» **Texte de la page**
• • • •
Pour Prof David Dosseh, praticien de la médecine moderne et enseignant chercheur à l’Université de Lomé, il est important de « sortir la médecine traditionnelle de son périmètre de secret et d’ésotérisme », sinon elle ne pourra pas prétendre à un développement.

« Je suis convaincu que la médecine traditionnelle africaine rend énormément de services aux populations, et qu’elle n’a pas le développement qu’il lui faut. Mais je pense que cette médecine est restée pour une bonne partie, trop dans l’obscurantisme et ce n’est pas une bonne chose. Quand il s’agit de procédés qui relèvent plutôt de l’ésotérisme, du secret, ou du mysticisme, cela ouvre la porte à du charlatanisme, plutôt que de parler de la médecine», détaille l’universitaire togolais, notant au passage « qu’il arrive parfois, malheureusement, que des gens qui n’ont aucune compétence, se prévalent des connaissances mystiques pour flouer des populations ».

« Dans ces situations, le développement n’est pas évident » a-t-il soutenu.

Il rappelle également que la médecine moderne n’est pas ce qu’elle est aujourd’hui en un claquement de doigts. « Elle a acquis ses lettres de noblesse parce qu’elle a pu se développer sur tous les continents. Elle a fait la preuve de son efficacité par des techniques scientifiques éprouvées ».

« Si on met aujourd’hui un médicament sur le marché, c’est qu’il est passé par plusieurs épreuves, des essais thérapeutiques, des essais cliniques sur des animaux et sur l’homme etc… et son efficacité s’est avérée. C’est ainsi que de grandes firmes ont pu se développer. Je crois qu’aujourd’hui, ce procédé n’est pas respecté dans le cas des produits administrés aux patients dans le cadre de la médecine traditionnelle », ajoute Dosseh.

– Mettre en place un cadre légal

L’universitaire togolais penche donc pour l’édition « de règles » d’un fonctionnement adéquat de la médecine traditionnelle dans les pays africains afin que cela aide à booster son développement.

« Pour que la médecine traditionnelle africaine se développe comme on le souhaite, les Etats doivent démontrer qu’ils ont cette vision en mettant en place un cadre légal. Ce n’est pas aux physiothérapeutes de le faire. Une fois que l’État met en place le cadre légal, il faudra veiller à ce que les charlatans soient mis de côté, pour laisser la place aux vrais phytothérapeutes puis les soutenir par sortir les fruits de leurs recherches », propose David Dosseh.
• • • •
» **Données fournies**
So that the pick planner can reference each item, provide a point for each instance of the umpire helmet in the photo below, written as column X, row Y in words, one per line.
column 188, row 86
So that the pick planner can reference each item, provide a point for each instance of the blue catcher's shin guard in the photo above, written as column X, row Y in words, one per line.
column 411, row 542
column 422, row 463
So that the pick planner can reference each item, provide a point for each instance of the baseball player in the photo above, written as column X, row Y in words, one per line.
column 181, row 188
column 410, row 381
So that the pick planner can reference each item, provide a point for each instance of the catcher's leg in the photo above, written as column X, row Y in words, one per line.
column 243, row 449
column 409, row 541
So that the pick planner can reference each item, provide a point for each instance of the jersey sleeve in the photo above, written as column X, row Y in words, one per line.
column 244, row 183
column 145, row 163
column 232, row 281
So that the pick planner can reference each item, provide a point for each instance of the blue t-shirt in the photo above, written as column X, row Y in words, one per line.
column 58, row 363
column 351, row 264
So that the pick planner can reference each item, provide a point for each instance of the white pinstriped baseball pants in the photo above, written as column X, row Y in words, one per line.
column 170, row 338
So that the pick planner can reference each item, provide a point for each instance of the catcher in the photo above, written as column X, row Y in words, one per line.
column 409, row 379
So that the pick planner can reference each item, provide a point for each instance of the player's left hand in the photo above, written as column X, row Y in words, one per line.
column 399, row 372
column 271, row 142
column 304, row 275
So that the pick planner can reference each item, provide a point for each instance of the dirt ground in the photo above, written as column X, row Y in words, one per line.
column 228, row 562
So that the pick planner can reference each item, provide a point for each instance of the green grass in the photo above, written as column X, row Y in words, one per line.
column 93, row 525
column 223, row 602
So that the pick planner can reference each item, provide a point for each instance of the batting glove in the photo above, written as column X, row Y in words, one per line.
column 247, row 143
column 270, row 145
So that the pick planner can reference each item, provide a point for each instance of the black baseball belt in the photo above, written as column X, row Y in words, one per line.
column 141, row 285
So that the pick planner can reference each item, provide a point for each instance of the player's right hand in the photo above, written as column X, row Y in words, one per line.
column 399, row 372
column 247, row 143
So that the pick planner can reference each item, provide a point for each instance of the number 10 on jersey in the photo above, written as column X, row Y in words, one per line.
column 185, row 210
• • • •
» **Consigne**
Traduisez en anglais cette phrase du texte sur la médecine traditionnelle : « Il rappelle également que la médecine moderne n'est pas ce qu'elle est aujourd'hui en un claquement de doigts. » Les entrées proviennent d'une autre source.

» **Réponse**
He also points out that modern medicine did not become what it is today overnight.